Excerpts of pointing data:
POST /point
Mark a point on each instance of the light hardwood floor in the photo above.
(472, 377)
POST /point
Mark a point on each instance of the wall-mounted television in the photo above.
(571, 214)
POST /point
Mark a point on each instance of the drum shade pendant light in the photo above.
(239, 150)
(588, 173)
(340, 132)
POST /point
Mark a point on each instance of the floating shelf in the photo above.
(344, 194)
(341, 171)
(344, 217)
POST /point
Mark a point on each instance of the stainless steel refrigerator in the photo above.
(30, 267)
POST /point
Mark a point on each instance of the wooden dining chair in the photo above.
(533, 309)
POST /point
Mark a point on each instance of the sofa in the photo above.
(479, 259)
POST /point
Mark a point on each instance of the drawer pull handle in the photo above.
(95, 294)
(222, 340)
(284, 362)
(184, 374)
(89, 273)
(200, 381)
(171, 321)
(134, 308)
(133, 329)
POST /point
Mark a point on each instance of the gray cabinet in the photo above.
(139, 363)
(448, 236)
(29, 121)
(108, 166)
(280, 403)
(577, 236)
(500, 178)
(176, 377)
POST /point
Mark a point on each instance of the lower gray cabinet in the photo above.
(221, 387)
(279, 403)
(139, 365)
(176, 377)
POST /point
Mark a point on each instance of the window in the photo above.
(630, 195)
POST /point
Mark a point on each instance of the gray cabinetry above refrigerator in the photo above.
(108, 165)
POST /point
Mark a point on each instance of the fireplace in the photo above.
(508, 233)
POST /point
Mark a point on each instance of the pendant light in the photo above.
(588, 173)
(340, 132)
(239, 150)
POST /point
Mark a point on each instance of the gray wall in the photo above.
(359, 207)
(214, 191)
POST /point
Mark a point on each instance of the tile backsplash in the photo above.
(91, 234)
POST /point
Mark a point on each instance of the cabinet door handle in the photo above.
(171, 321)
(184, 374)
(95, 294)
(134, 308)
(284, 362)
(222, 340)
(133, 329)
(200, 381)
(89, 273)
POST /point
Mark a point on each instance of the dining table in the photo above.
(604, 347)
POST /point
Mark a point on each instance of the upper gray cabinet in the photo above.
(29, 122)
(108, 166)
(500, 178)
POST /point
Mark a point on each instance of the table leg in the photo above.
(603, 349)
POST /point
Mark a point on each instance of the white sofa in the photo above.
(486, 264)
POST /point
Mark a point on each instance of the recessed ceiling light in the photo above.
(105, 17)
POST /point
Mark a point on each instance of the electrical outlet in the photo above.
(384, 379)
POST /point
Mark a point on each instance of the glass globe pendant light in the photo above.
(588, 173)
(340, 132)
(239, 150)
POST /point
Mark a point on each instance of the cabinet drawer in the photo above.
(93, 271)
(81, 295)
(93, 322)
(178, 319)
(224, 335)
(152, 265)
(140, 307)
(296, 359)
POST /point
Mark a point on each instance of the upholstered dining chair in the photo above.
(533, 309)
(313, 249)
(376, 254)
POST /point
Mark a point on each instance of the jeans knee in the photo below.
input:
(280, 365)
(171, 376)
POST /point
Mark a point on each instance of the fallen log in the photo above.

→ **AIM OF THE TASK**
The records above should be returned exactly.

→ **REPLY TO THE EXERCISE**
POST /point
Mark a point on each instance of the light hardwood floor in the photo above.
(472, 377)
POST /point
Mark a point on each instance of the wall-mounted television in the photo above.
(571, 214)
POST /point
Mark a point on each instance of the drum shade pendant light in the photo above.
(239, 150)
(588, 173)
(340, 132)
POST /point
Mark a point on each instance of the floating shelf in the photo above.
(344, 194)
(341, 171)
(344, 217)
POST /point
Mark a point on each instance of the stainless steel refrigerator in the photo above.
(30, 267)
POST /point
Mark a point on each instance of the wooden dining chair in the photo above.
(533, 309)
POST /point
Mark a point on each instance of the sofa in the photo above.
(479, 259)
POST /point
Mark a point on each instance of the drawer pull handle in the photo above.
(95, 294)
(222, 340)
(284, 362)
(184, 374)
(89, 273)
(200, 381)
(171, 321)
(134, 308)
(133, 329)
POST /point
Mark a point on each instance of the gray cabinet in the photo above.
(139, 363)
(448, 236)
(29, 121)
(108, 166)
(280, 403)
(577, 236)
(500, 178)
(176, 377)
POST /point
Mark a point on each instance of the lower gray cabinet in the photo above.
(221, 387)
(279, 403)
(139, 365)
(176, 377)
POST /point
Mark a point on each instance of the window in the photo above.
(630, 195)
POST /point
Mark a point on each instance of the gray cabinetry above refrigerator in the photo above.
(108, 165)
POST /point
Mark a point on each instance of the fireplace in the photo above.
(508, 233)
POST /point
Mark a point on each instance of the pendant light in the photo above.
(588, 173)
(340, 132)
(239, 150)
POST /point
Mark a point on each instance of the gray wall in the photo above.
(359, 207)
(214, 191)
POST /point
Mark a point on each instance of the tile backsplash in the photo above.
(91, 234)
POST /point
Mark a point on each instance of the cabinet door handle in the photo above.
(171, 321)
(184, 374)
(95, 294)
(134, 308)
(284, 362)
(222, 340)
(133, 329)
(200, 381)
(89, 273)
POST /point
Mark a point on each instance of the dining table in the photo above.
(604, 347)
POST /point
Mark a point on each instance of the upper gray cabinet in the photo above.
(29, 122)
(108, 166)
(500, 178)
POST /point
Mark a point on each instance of the table leg in the photo above.
(603, 349)
POST /point
Mark a point on each instance of the white sofa in the photo above.
(486, 264)
POST /point
Mark a point on each instance of the recessed ceiling light in the photo above.
(105, 17)
POST /point
Mark a point on each instance of the electrical outlet in the photo above.
(384, 379)
POST /point
Mark a point on each instance of the glass globe pendant light in the photo above.
(588, 173)
(340, 132)
(239, 150)
POST /point
Mark a point on each instance of the cabinet drawer in the photo above.
(93, 271)
(81, 295)
(93, 322)
(178, 319)
(224, 335)
(152, 265)
(140, 307)
(296, 359)
POST /point
Mark a point on each instance of the upholstered dining chair in the photo above.
(533, 309)
(313, 249)
(376, 254)
POST /point
Mark a point on each instance of the jeans knee in the photo below.
input:
(280, 365)
(171, 376)
POST /point
Mark a point on each instance of the fallen log in the photo above.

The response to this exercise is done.